Staly said several agencies and individuals cooperate with the agency’s Real Time Crime Center by enabling their surveillance systems–whatever the make, whatever the specifications–to “talk” to the RTCC through so-called “cores” that agencies and individuals can buy, as some do (Staly said they’re inexpensive) or through cores provided by the Sheriff’s Office. The agency was prepared to give Palm Coast free cores to enable its existing system to communicate with the RTCC. The city chose not to do that–for entirely valid reasons the sheriff recognizes.
The city is concerned about any breach in its digital wall in an age of phishing, ransomware and data theft. “Implementing the FUSUS platform directly—rather than through a third party—empowers the City to retain full control over its camera hardware, configurations, and cybersecurity posture,” Akins’s memo to council members about the proposal states. “This control is critical in maintaining a secure and resilient infrastructure, particularly as digital threats continue to evolve. The City can manage device access, conduct timely software updates, and remove any devices from the network in response to threats or changes in operational needs. Additionally, by controlling the platform settings, the City ensures that camera configurations are not inadvertently overridden or altered by outside entities.”

What to work on:
Continue the passage on Palm Coast's surveillance cameras and the Sheriff's Office Real Time Crime Center, picking up after its last sentence.

Exercise data:
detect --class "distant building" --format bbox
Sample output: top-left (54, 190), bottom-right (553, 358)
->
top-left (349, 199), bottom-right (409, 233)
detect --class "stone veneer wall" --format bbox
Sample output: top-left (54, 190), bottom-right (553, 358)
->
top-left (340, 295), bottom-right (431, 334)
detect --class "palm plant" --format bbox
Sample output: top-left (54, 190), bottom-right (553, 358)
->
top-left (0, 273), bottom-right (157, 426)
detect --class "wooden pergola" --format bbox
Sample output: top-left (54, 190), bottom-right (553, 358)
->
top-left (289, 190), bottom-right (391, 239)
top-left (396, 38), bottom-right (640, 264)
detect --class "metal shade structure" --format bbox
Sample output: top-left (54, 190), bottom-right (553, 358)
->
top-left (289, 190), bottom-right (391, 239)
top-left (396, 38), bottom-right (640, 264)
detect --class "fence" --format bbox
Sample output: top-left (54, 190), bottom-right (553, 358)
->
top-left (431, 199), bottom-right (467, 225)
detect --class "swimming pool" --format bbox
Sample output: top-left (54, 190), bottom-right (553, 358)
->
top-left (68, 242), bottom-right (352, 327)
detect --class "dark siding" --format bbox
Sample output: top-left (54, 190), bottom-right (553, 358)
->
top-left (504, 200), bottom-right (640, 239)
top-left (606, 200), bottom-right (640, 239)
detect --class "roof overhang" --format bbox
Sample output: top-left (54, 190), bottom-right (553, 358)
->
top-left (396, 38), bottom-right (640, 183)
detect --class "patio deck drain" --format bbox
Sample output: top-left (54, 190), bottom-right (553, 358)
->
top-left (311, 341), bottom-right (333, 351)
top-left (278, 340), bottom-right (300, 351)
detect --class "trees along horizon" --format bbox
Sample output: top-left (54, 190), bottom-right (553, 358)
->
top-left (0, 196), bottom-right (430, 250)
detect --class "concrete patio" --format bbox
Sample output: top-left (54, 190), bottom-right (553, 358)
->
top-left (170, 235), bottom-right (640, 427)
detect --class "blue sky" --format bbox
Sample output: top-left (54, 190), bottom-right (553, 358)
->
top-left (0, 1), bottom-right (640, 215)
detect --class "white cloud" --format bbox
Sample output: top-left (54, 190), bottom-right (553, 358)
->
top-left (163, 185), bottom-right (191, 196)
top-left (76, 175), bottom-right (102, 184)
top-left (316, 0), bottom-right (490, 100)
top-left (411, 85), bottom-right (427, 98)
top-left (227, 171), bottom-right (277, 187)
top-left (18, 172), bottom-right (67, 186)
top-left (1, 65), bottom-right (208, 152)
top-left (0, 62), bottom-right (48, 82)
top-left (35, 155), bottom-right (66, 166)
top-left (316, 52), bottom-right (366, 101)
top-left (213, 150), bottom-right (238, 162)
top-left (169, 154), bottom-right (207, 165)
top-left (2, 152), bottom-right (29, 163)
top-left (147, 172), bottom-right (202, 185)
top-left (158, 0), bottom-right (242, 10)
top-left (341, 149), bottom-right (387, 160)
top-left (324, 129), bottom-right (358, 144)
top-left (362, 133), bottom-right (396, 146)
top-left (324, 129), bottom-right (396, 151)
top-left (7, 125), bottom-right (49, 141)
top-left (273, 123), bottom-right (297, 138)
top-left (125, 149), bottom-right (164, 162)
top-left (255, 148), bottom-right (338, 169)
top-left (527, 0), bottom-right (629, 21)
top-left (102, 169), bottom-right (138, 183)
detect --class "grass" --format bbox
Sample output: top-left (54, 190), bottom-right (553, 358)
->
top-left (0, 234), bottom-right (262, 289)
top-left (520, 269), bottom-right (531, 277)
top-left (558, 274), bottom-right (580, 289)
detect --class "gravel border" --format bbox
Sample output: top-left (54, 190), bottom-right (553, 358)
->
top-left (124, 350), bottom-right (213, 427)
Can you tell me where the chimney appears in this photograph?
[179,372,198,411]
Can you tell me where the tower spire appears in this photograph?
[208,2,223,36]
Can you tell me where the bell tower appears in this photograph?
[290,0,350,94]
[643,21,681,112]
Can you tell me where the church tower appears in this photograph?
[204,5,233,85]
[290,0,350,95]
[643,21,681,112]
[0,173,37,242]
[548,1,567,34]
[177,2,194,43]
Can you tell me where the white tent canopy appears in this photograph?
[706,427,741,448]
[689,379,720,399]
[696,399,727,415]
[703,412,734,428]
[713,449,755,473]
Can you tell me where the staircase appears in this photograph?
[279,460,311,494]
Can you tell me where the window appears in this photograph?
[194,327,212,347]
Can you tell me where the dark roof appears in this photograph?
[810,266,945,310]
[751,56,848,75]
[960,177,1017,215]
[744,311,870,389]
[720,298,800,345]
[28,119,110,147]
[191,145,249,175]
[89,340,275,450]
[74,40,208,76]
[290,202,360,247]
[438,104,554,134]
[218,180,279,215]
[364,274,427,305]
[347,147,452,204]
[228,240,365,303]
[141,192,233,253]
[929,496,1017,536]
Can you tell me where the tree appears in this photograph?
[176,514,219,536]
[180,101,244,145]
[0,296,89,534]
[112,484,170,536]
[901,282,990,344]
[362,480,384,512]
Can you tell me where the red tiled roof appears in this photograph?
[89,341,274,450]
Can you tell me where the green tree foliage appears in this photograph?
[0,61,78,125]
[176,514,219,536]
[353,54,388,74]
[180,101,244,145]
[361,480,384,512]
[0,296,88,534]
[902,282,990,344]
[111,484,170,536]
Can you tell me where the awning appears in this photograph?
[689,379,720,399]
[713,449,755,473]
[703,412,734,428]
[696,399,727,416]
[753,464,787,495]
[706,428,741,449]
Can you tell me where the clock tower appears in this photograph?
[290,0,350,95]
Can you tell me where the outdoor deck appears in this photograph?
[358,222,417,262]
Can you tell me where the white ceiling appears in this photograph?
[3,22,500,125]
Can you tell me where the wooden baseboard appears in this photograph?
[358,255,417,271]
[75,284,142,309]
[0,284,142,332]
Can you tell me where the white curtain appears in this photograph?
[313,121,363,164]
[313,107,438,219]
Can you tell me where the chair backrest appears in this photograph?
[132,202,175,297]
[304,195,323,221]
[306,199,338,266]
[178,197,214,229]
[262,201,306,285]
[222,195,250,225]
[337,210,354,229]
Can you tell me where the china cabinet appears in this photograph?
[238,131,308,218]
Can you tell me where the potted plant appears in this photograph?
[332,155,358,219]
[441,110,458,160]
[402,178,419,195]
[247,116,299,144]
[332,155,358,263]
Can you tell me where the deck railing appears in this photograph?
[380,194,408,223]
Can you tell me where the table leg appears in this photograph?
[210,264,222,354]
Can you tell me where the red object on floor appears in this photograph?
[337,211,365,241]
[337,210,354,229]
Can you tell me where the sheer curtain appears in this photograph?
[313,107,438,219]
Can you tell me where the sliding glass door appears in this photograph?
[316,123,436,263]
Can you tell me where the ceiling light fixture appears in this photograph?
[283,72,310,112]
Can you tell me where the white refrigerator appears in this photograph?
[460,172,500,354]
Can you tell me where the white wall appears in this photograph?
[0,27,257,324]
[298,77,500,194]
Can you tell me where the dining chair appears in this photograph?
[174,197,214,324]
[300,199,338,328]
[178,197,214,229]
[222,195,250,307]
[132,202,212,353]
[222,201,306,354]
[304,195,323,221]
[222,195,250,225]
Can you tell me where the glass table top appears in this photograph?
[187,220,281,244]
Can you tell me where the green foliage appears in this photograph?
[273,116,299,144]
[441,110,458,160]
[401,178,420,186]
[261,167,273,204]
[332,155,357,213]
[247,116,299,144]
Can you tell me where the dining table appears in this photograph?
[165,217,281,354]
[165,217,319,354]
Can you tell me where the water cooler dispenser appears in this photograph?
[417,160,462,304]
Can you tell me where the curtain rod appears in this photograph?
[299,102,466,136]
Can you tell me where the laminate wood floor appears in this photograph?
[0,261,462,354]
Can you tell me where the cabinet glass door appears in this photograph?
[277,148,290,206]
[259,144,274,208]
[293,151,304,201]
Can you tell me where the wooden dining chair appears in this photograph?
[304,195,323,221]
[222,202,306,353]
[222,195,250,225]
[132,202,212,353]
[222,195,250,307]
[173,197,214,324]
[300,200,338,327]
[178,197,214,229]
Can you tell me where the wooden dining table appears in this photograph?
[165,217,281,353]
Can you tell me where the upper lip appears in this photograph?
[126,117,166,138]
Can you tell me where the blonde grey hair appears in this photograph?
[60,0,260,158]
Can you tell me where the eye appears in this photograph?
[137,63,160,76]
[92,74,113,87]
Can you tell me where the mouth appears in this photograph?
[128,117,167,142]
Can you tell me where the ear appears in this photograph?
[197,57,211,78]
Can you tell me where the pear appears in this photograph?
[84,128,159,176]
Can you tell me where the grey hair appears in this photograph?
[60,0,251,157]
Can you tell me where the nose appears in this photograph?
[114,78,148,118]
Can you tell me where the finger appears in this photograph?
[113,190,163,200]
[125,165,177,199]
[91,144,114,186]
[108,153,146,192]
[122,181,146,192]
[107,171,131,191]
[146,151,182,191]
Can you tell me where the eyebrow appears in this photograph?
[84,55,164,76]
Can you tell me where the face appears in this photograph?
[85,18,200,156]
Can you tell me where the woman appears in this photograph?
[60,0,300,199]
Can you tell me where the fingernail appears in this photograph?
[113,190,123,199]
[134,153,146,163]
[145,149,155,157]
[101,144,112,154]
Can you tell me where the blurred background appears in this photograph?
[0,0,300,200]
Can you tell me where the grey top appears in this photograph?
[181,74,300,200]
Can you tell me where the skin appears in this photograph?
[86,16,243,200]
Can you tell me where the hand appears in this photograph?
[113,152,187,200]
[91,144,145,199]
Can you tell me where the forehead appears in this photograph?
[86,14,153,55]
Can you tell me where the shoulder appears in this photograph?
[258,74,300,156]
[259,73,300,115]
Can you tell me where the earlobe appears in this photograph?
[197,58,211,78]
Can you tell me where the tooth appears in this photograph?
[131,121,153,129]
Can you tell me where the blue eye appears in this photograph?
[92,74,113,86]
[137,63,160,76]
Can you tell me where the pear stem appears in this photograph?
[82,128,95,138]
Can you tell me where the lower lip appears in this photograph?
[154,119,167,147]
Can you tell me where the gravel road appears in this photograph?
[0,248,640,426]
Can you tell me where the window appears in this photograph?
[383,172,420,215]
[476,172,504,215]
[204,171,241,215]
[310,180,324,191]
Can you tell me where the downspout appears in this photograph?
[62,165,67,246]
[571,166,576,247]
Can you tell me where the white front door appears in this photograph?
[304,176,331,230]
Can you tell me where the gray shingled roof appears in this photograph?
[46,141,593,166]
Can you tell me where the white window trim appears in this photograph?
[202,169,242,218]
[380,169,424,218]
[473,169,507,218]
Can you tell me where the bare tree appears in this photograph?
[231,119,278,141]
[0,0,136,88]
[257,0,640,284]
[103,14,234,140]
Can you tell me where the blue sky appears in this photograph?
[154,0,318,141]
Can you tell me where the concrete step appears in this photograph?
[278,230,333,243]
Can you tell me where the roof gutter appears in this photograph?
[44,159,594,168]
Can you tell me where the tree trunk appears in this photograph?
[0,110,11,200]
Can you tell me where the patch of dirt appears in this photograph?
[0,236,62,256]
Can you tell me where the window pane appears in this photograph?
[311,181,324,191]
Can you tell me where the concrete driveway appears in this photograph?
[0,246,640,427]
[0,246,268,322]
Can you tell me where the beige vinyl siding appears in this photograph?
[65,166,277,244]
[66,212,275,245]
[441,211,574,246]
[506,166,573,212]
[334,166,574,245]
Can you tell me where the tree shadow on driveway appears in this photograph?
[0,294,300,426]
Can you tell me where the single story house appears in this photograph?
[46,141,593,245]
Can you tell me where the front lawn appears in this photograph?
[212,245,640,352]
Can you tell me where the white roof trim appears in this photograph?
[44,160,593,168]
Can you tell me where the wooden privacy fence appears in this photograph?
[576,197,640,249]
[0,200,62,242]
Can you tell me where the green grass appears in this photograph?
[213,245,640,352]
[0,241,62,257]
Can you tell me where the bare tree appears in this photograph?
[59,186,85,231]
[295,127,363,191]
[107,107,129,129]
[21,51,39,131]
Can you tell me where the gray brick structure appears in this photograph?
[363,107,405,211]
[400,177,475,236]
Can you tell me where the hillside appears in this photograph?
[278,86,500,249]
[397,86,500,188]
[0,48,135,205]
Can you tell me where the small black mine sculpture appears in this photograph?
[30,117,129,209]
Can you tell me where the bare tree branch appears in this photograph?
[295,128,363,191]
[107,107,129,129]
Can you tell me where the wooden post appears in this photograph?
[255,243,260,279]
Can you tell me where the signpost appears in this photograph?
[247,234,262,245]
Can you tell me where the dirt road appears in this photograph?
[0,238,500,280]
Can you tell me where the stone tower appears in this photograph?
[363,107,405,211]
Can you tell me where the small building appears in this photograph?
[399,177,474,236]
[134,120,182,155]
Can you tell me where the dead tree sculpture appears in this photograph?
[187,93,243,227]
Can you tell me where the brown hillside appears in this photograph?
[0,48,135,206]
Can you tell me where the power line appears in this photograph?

Response to this task:
But that means the city bears the costs.
Council members on Tuesday discussed possibly assigning the costs to the sheriff’s contract over the next five years. But Staly won’t go for that.
“Absolutely I’m not going to pay it,” he said. “I have already provided $2 million within the city of Palm Coast for all our LPRs, because that’s how I reduce crime and I catch criminals. That’s not in their contract. They’re not paying any of that, and that has to be upgraded every three or four years.” Staly said he’d asked the city to add license plate readers at the entrance to city parks. The city has declined. He hasn’t installed them there, but has done so elsewhere. “They haven’t paid a dime for that in their contract.” Staly said his efforts to integrate city and sheriff surveillance systems go back to his days as undersheriff.
“We really appreciate the partnership. I want to make that very clear. This was a long time coming,” Staly said. “They’ll have to explain why they did it their way instead of the free way from us. I understand why they chose that way because every network administrator is concerned about getting hacked or getting a virus, so every time you allow somebody else into your system it’s potentially a risk. So I understand it, and they have probably gone above and beyond the security needs, because the cores are already CJIS-compliant, which means it’s going to be very difficult for somebody to hack into.” CJIS, or Criminal Justice Information Services, is the FBI’s massive database supporting law enforcement, national security, the intelligence community and the public.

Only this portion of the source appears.